TASK PROMPT: The lines to extract start at the one containing "Would you kindly put a point on the adobe" and end with the last line; give them exactly and nothing more.

PROVIDED INFORMATION:
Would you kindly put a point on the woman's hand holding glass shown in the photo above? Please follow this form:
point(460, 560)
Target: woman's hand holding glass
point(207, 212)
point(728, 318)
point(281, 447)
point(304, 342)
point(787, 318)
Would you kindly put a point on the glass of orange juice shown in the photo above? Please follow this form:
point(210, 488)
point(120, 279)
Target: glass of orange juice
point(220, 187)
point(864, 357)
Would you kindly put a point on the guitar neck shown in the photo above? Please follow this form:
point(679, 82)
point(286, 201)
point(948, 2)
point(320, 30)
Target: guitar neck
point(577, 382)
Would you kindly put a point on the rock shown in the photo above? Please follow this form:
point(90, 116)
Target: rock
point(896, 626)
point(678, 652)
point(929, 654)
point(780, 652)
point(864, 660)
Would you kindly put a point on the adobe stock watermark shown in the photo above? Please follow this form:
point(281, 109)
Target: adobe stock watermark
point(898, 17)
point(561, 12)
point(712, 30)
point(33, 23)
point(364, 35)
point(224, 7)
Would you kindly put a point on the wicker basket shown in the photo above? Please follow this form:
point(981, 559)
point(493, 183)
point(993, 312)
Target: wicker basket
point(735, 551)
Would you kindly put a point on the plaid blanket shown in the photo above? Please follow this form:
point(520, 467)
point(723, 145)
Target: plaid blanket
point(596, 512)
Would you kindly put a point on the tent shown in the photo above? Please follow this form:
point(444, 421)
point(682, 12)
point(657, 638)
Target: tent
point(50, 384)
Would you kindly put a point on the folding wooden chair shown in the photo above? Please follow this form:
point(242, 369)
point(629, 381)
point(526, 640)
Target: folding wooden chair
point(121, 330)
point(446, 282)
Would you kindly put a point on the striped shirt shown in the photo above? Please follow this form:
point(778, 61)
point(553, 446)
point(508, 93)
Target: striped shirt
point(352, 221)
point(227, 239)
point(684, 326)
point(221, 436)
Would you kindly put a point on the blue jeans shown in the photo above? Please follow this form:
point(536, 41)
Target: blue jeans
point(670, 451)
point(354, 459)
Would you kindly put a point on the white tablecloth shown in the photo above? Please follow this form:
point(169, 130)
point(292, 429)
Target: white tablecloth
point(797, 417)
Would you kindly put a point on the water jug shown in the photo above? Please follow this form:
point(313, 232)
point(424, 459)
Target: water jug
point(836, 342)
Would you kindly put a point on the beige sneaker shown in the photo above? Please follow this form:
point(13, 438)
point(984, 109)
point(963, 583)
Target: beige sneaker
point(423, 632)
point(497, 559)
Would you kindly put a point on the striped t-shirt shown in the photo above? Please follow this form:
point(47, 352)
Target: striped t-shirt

EXERCISE SOLUTION:
Would you kindly put a point on the adobe stock watermark shown in the photo above? Please follow this form:
point(281, 109)
Target: adobe stock watermark
point(898, 17)
point(561, 12)
point(712, 30)
point(33, 23)
point(364, 35)
point(224, 7)
Would you kindly put a point on the wicker basket shown in the photo above? Please follow this form:
point(981, 559)
point(493, 183)
point(993, 312)
Target: wicker basket
point(735, 551)
Would you kindly put a point on the plaid blanket shown in the photo above? Please follow this form:
point(520, 467)
point(723, 145)
Target: plaid blanket
point(596, 512)
Would you kindly put a point on the tent shown in the photo above? Please follow this form:
point(444, 421)
point(682, 12)
point(657, 638)
Target: tent
point(50, 384)
Would you kindly put a point on the folding wooden chair shown in the photo above? Please follow this form:
point(242, 369)
point(629, 381)
point(526, 640)
Target: folding wooden chair
point(121, 330)
point(446, 282)
Would you kindly put a point on the striped shirt shown in the photo above? Please follow this form:
point(778, 61)
point(553, 446)
point(508, 93)
Target: striped shirt
point(352, 221)
point(227, 239)
point(684, 326)
point(221, 436)
Would you kindly put a point on the blue jeans shown in the photo above? Please follow this form:
point(536, 41)
Target: blue jeans
point(670, 451)
point(354, 459)
Would you kindly put a point on the white tablecloth shown in the photo above? Please follow this form:
point(169, 130)
point(292, 429)
Target: white tablecloth
point(797, 417)
Would you kindly put a point on the water jug shown in the photo above? Please follow this form:
point(313, 232)
point(424, 459)
Target: water jug
point(836, 342)
Would you kindly put a point on the beige sneaker shown in the photo above? Please follow this form:
point(13, 438)
point(984, 109)
point(963, 583)
Target: beige sneaker
point(423, 632)
point(497, 559)
Would you kindly put a point on the striped t-shirt shown in the photo above? Please follow this form:
point(47, 352)
Target: striped t-shirt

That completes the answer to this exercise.